Task prompt
Leave out each picture. Repeat everything else in the records exactly.

Input material
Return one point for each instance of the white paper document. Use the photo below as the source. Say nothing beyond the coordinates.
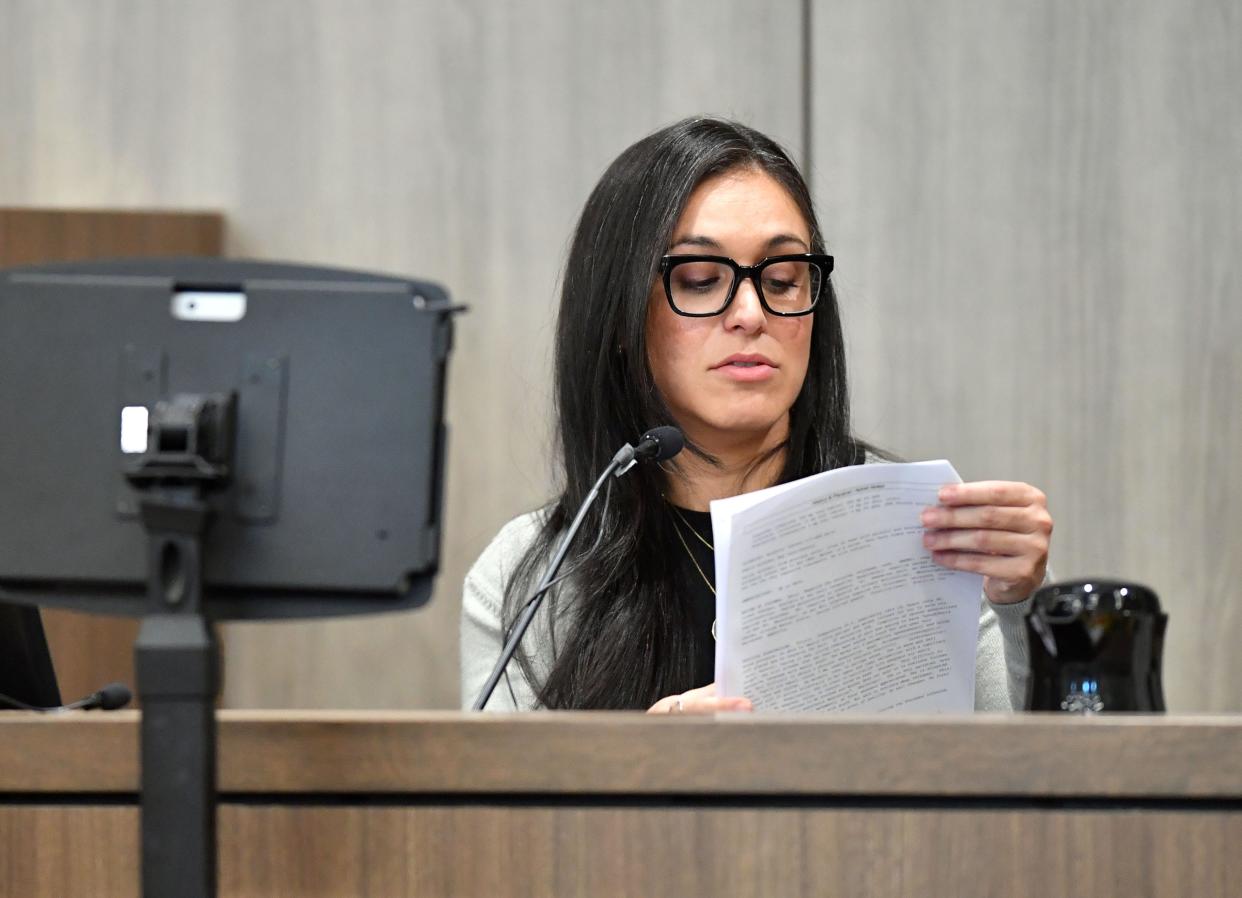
(827, 600)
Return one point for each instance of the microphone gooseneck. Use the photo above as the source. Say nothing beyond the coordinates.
(108, 698)
(658, 444)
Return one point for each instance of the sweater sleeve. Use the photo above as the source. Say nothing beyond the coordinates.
(1002, 662)
(481, 632)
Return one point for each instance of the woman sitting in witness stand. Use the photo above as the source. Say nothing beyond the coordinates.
(744, 353)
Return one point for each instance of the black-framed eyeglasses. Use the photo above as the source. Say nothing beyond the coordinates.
(703, 286)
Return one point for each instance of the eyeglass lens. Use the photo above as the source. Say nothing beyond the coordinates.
(703, 287)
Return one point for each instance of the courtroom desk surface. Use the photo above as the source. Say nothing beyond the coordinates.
(622, 753)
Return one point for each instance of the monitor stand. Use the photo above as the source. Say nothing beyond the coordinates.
(176, 653)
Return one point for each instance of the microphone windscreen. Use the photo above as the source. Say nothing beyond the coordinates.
(114, 696)
(668, 441)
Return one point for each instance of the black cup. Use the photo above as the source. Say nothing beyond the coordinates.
(1096, 647)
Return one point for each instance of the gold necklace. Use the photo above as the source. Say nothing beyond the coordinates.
(688, 527)
(694, 560)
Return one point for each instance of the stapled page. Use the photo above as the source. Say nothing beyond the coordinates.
(827, 600)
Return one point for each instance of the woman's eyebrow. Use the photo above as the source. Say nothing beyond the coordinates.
(786, 239)
(701, 240)
(698, 240)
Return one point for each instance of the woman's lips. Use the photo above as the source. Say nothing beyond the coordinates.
(747, 368)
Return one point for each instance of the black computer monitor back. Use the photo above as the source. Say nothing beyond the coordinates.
(334, 501)
(26, 672)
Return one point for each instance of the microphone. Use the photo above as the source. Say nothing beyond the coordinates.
(658, 444)
(108, 698)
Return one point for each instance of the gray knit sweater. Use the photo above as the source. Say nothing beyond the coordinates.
(1001, 663)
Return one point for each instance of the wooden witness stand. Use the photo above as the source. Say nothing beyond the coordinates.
(447, 804)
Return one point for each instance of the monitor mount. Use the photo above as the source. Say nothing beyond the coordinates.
(189, 455)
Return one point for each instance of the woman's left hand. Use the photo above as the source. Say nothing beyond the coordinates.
(995, 528)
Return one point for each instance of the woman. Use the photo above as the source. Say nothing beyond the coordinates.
(663, 319)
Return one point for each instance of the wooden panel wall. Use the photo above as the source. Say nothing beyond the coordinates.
(450, 140)
(1036, 211)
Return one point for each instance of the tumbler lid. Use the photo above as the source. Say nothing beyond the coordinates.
(1068, 599)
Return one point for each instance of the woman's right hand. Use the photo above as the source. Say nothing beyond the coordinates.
(702, 701)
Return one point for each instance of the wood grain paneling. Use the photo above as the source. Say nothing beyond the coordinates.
(1035, 210)
(448, 140)
(626, 753)
(462, 851)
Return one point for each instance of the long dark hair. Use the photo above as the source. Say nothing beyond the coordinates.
(625, 639)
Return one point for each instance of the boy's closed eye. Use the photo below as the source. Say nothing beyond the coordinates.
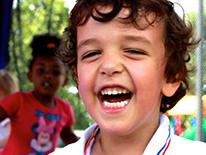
(90, 55)
(56, 72)
(134, 53)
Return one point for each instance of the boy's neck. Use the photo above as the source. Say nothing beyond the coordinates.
(133, 145)
(47, 101)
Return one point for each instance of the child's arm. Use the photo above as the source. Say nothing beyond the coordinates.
(3, 114)
(68, 136)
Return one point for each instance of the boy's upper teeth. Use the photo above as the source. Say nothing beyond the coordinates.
(114, 91)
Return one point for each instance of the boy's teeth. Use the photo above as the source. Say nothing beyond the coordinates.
(113, 92)
(115, 104)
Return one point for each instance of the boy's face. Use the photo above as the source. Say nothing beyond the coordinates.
(120, 74)
(47, 75)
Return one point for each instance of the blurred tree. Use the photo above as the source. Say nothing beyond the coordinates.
(29, 18)
(193, 63)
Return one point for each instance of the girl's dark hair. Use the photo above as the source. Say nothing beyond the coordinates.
(179, 39)
(44, 45)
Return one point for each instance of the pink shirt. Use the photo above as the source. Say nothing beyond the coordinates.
(34, 127)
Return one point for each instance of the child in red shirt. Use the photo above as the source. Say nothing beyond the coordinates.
(38, 117)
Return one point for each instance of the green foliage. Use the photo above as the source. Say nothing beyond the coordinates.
(30, 18)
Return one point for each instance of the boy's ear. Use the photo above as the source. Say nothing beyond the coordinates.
(29, 76)
(169, 89)
(65, 81)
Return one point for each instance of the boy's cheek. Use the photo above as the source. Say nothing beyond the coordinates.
(169, 89)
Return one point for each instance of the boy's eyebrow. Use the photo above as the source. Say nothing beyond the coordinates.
(136, 38)
(124, 37)
(86, 42)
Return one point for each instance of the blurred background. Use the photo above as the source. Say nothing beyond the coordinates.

Answer to this problem
Return one point for each instance of the white paper document. Use the photo below as the source. Say nothing beyond the coordinates.
(827, 600)
Return one point for each instance of the microphone gooseneck. Use the photo above as the source. Say nothing beyond the coordinates.
(108, 698)
(658, 444)
Return one point for each instance of the sweater sleeve. Use the photo above as the source. Say nothing beyond the coordinates.
(1002, 662)
(481, 632)
Return one point for each instance of the woman sitting in witness stand. Use the photo above as the source. Say nothing beyond the coordinates.
(744, 353)
Return one point for each instance of the black-framed eyeglasses. Use the photo above as the source. Say nothing beyond the coordinates.
(703, 286)
Return one point for each instance of the eyeglass lens. Use the photo above as the source. Say nothing beyond the coordinates.
(703, 287)
Return one point for each instance of the courtroom desk surface. Use the photo above as the source. Say nothing beyond the coordinates.
(622, 753)
Return one point for each instance of the monitor stand. Use the photo above as the source. Say nothing beyond the coordinates.
(176, 653)
Return one point for each instance of the microphone windscreen. Use the photo above as the source. Say nothing beyond the coordinates.
(114, 696)
(668, 441)
Return one point for each instance of the black cup. Use the photo above as the source. Say nothing beyond the coordinates.
(1096, 647)
Return one point for each instance of the gold necklace. Use the photo above as the source. Say nothing beyond the coordinates.
(688, 527)
(694, 560)
Return one point for each instance of the stapled page. Use the photo above as the source. Say nothing beyond the coordinates.
(827, 600)
Return one point for each instance of the woman's eyebrow. Use the photo above as the source. Say nothing beyond the coordinates.
(786, 239)
(701, 240)
(698, 240)
Return one point for each instance of the woman's lips. Use the photo above as the source. Say nothing beyond the coordinates.
(747, 368)
Return one point for each instance of the black computer monitor back. Use the photo above as the source. Say nothing beyond the coordinates.
(334, 501)
(26, 672)
Return one point for each instance of the microphone. Use the photo above as the source. Say nothing beyond the coordinates.
(658, 444)
(108, 698)
Return one point for each instance of the gray knit sweater. Use the photo above as the source. Say nothing beyond the coordinates.
(1001, 663)
Return one point for each instance of the wooden witness stand. Use the photo above as the source. Say nothing beyond the coordinates.
(447, 804)
Return one point for each instance of the monitor mount. Use the photo above as the source. Say nothing beyond the coordinates.
(189, 455)
Return one point for each instance of the woman's left hand. Use the photo above as the source. Say nothing beyond the coordinates.
(995, 528)
Return one point for each instance of the woman. Use the photo above as the source. Say nothing beyond the coordinates.
(663, 319)
Return one point for each instance of the wooden panel wall. Use the photo above as the source. Say nothing beyond the coordinates.
(450, 140)
(1036, 211)
Return one point for each instance of the tumbler lid. Use the photo above as the source. Say nothing beyond the coordinates.
(1068, 599)
Return one point for each instance of the woman's right hand. Use the photo above as the source. Say nothing beyond the coordinates.
(702, 701)
Return one point for each instance of the wood grain paneling. Use the photo above as the source. Say nothing beyond the coordinates.
(1035, 210)
(448, 140)
(626, 753)
(462, 851)
Return one point for each instance of the long dark hair. Use the photo above as the source. Say nothing beyond the coordinates.
(625, 639)
Return one point for each instance of the boy's closed eye. Use the photo below as the source. Say nothing beyond the coordinates.
(90, 55)
(56, 72)
(134, 53)
Return one point for each instance of the boy's neck. Use the photo above as the source. Say nothing beyond the coordinates.
(133, 145)
(47, 101)
Return one point for each instance of the child's arm. Use the photo above as the source. Say nothing beyond the coordinates.
(3, 114)
(68, 136)
Return one point for each instance of the boy's upper teeth. Use the photo above as the source. Say nothing beyond the coordinates.
(114, 91)
Return one point for each instance of the boy's teeth. Use the photo above as the source. Say nothing beyond the coordinates.
(113, 92)
(115, 104)
Return one point for each instance of the boy's face. Use the photo above as the source. Say nothing beyond the coordinates.
(120, 74)
(47, 75)
Return one point for each instance of the blurred tree. Use the photo above as the source. Say nothing beyond the coordinates.
(29, 18)
(193, 63)
Return one point for each instance of the girl's dark hair. Use the photo above as the source. Say nothing beyond the coordinates.
(179, 39)
(44, 45)
Return one point for each instance of the pink shirt. Use the photo above as the source. Say nothing beyond the coordinates.
(34, 127)
Return one point for each instance of the child in red shirt. Use the photo above as the source. Say nothing beyond the coordinates.
(38, 117)
Return one point for each instance of the green foliage. Use the photo above as the source. Say nothing beyond the coordinates.
(30, 18)
Return one point for each instance of the boy's ear. Use the photo above as the source. Say nothing beyond the coordinates.
(29, 76)
(169, 89)
(65, 81)
Return one point for each instance of the boy's cheek. Use the photo above as the source. Say nothing beyond the coordinates.
(169, 89)
Return one point for each instance of the boy's eyebrow. Use the photo above as the source. Say nothing beyond the coordinates.
(136, 38)
(124, 37)
(86, 42)
Return one point for each instance of the blurred background. Use the photo above as the source. Say nothing beyond the coordinates.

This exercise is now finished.